Exercise brief
Repeat every entry in the listing below, exactly.

══════════════════════════════

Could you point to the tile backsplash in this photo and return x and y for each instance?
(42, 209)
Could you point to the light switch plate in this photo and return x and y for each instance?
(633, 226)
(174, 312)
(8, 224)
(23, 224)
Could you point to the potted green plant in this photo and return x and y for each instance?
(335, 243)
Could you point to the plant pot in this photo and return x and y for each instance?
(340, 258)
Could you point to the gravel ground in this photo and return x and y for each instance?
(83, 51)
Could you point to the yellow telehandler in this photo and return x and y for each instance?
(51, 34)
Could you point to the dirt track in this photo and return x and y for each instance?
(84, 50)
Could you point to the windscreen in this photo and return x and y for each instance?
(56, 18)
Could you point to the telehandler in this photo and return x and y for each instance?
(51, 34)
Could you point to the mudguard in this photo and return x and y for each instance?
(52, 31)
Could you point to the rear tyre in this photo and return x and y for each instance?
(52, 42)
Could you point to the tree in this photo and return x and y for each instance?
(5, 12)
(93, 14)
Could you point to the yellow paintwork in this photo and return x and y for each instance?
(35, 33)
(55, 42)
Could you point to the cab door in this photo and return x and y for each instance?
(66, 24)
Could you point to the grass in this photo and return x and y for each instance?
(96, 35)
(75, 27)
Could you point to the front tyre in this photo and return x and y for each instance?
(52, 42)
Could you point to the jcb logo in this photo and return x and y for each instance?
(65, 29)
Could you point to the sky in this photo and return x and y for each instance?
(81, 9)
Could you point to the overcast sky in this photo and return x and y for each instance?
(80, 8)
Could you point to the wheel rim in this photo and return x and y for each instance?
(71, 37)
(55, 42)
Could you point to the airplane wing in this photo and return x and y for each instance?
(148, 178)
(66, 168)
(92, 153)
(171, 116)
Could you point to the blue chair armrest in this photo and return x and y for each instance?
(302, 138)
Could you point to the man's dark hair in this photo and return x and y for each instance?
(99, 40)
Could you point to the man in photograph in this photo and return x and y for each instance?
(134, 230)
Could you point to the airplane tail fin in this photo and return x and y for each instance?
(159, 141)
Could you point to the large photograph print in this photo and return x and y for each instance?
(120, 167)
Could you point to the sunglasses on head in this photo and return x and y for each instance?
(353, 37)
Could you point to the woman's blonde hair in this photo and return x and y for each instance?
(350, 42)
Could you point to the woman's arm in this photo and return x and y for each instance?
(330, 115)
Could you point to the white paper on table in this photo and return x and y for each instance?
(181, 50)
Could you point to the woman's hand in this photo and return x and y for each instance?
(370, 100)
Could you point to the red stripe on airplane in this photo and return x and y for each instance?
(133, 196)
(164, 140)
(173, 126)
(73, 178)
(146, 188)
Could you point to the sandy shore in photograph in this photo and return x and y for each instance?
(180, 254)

══════════════════════════════

Result for this task
Could you point to the tile backsplash in this photo and return x and y for each instance?
(42, 209)
Could you point to the light switch plate in this photo and return x and y for each instance?
(633, 226)
(174, 312)
(8, 224)
(23, 224)
Could you point to the potted green plant in this photo and return x and y for each instance?
(335, 243)
Could you point to the plant pot in this photo and return x and y for each instance?
(340, 258)
Could you point to the gravel ground in this photo and return x and y for each instance?
(83, 51)
Could you point to the yellow telehandler in this photo and return x and y for each instance?
(51, 34)
Could you point to the dirt track in this photo and return x and y for each instance?
(84, 50)
Could you point to the windscreen in this photo and return x and y for each instance?
(56, 18)
Could you point to the telehandler in this photo and return x and y for each instance?
(51, 34)
Could you point to the mudguard in this photo and return x and y for each instance?
(52, 31)
Could you point to the rear tyre in this photo and return x and y for each instance?
(52, 42)
Could you point to the tree in this photo and return x and y for each instance?
(5, 12)
(93, 14)
Could you point to the yellow paintwork in this photo and return x and y for each instance?
(35, 33)
(55, 42)
Could you point to the cab door in this photo and return x and y for each instance?
(66, 24)
Could you point to the grass in this photo and return x and y for each instance?
(96, 35)
(75, 27)
Could you point to the front tyre in this photo and return x and y for each instance?
(52, 42)
Could you point to the jcb logo in this photo and return x and y for each instance?
(65, 29)
Could you point to the sky in this photo and return x and y for each instance?
(81, 9)
Could you point to the overcast sky in this photo and return x and y for each instance?
(80, 8)
Could you point to the wheel rim in this photo and return x and y for each instance?
(71, 37)
(55, 42)
Could you point to the airplane wing in this photo and return x and y for each instance?
(148, 178)
(66, 168)
(92, 153)
(171, 116)
Could you point to the blue chair armrest in this photo and return x and y for each instance?
(302, 138)
Could you point to the man's dark hair in this photo and return x and y for each instance?
(99, 40)
Could you point to the man in photograph in this photo and return x and y for each instance?
(134, 230)
Could you point to the airplane tail fin in this photo and return x and y for each instance?
(159, 141)
Could you point to the large photograph print in this photo and return x and y for each instance?
(120, 167)
Could you point to the sunglasses on head in this photo and return x and y for each instance?
(353, 37)
Could you point to the woman's blonde hair in this photo and return x and y for each instance?
(350, 42)
Could you point to the woman's arm in this photo and return x and y for each instance?
(330, 115)
Could you point to the white paper on table in this photo and return x and y for each instance?
(181, 50)
Could you point to the woman's hand in this photo and return x and y for each instance?
(370, 100)
Could you point to the red stripe on airplane in this photo and return x and y for each instance?
(133, 196)
(164, 140)
(173, 126)
(73, 178)
(146, 188)
Could you point to the sandy shore in photograph in this photo and return x and y for each instance?
(180, 254)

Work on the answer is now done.